- **INFORMATION PROVIDED**:
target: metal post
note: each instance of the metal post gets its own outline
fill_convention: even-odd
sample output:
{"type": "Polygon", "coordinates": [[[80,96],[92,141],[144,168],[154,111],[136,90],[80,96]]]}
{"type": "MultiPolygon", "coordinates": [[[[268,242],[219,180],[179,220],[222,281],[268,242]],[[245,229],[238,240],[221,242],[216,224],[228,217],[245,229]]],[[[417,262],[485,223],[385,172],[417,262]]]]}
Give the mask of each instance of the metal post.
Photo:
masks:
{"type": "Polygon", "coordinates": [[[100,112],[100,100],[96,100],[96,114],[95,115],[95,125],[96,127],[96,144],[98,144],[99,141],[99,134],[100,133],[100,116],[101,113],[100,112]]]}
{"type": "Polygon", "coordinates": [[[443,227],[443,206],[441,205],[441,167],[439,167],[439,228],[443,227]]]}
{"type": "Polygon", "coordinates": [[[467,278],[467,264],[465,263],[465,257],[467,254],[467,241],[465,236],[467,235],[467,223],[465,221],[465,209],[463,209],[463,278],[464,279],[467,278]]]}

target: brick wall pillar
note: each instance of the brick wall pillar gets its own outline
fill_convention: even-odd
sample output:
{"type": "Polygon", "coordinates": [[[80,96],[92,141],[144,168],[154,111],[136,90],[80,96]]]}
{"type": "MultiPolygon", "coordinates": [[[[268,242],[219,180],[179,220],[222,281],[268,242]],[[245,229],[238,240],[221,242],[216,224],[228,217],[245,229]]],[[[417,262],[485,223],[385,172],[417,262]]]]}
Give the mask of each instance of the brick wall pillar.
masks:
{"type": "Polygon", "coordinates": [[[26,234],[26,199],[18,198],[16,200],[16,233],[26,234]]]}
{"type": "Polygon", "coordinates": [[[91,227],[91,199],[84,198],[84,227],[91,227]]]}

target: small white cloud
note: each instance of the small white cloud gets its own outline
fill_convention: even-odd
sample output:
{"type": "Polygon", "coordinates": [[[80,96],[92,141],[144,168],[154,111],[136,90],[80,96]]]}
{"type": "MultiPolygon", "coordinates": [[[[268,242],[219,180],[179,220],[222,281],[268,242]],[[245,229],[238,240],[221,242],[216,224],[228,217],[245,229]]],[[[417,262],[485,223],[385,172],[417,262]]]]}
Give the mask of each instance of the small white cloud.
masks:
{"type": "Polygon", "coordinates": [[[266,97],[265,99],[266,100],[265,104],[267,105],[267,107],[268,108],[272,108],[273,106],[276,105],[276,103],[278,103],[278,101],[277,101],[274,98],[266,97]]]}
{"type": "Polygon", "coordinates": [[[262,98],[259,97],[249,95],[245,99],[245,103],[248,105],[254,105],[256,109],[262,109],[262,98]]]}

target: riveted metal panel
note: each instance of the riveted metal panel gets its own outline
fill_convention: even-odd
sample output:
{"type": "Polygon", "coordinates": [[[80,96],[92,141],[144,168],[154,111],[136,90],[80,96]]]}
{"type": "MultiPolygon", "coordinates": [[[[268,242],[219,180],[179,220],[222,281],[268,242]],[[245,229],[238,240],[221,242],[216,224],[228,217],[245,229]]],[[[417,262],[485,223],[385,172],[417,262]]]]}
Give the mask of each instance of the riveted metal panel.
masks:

- **WHAT IS NEEDED**:
Quote only the lines from the line containing "target: brick wall pillar" through the end of the listing, please, keeping both the first and the last line.

- **SOLUTION**:
target: brick wall pillar
note: each instance of the brick wall pillar gets its own outline
fill_convention: even-odd
sample output:
{"type": "Polygon", "coordinates": [[[80,96],[92,141],[144,168],[154,111],[136,90],[80,96]]]}
{"type": "MultiPolygon", "coordinates": [[[[268,242],[219,180],[179,220],[222,281],[268,242]],[[245,229],[238,240],[221,242],[216,224],[228,217],[245,229]]],[[[417,262],[485,223],[385,172],[417,262]]]]}
Give the mask of each instance of the brick wall pillar.
masks:
{"type": "Polygon", "coordinates": [[[26,234],[26,199],[18,198],[16,200],[16,233],[26,234]]]}
{"type": "Polygon", "coordinates": [[[91,227],[91,199],[84,198],[84,227],[91,227]]]}

target: small white cloud
note: each instance of the small white cloud gets its own outline
fill_convention: even-odd
sample output:
{"type": "Polygon", "coordinates": [[[80,96],[92,141],[144,168],[154,111],[136,90],[80,96]]]}
{"type": "MultiPolygon", "coordinates": [[[[268,242],[219,180],[179,220],[222,281],[268,242]],[[245,229],[238,240],[221,242],[216,224],[228,217],[245,229]]],[[[417,262],[485,223],[385,172],[417,262]]]]}
Give the mask of each instance of the small white cloud.
masks:
{"type": "Polygon", "coordinates": [[[266,97],[265,99],[266,100],[265,104],[267,105],[267,107],[268,108],[272,108],[273,106],[276,105],[276,103],[278,103],[278,101],[277,101],[274,98],[266,97]]]}
{"type": "Polygon", "coordinates": [[[262,98],[259,97],[249,95],[245,99],[245,103],[248,105],[254,105],[256,109],[262,109],[262,98]]]}

target: riveted metal panel
note: each instance of the riveted metal panel gets its own outline
fill_convention: even-odd
sample output:
{"type": "Polygon", "coordinates": [[[80,96],[92,141],[144,168],[154,111],[136,90],[80,96]]]}
{"type": "MultiPolygon", "coordinates": [[[[268,242],[219,180],[179,220],[222,281],[268,242]],[[245,229],[238,240],[221,242],[216,224],[228,217],[245,229]]],[[[417,262],[485,223],[385,172],[417,262]]]]}
Give the mask of each instance of the riveted metal panel.
masks:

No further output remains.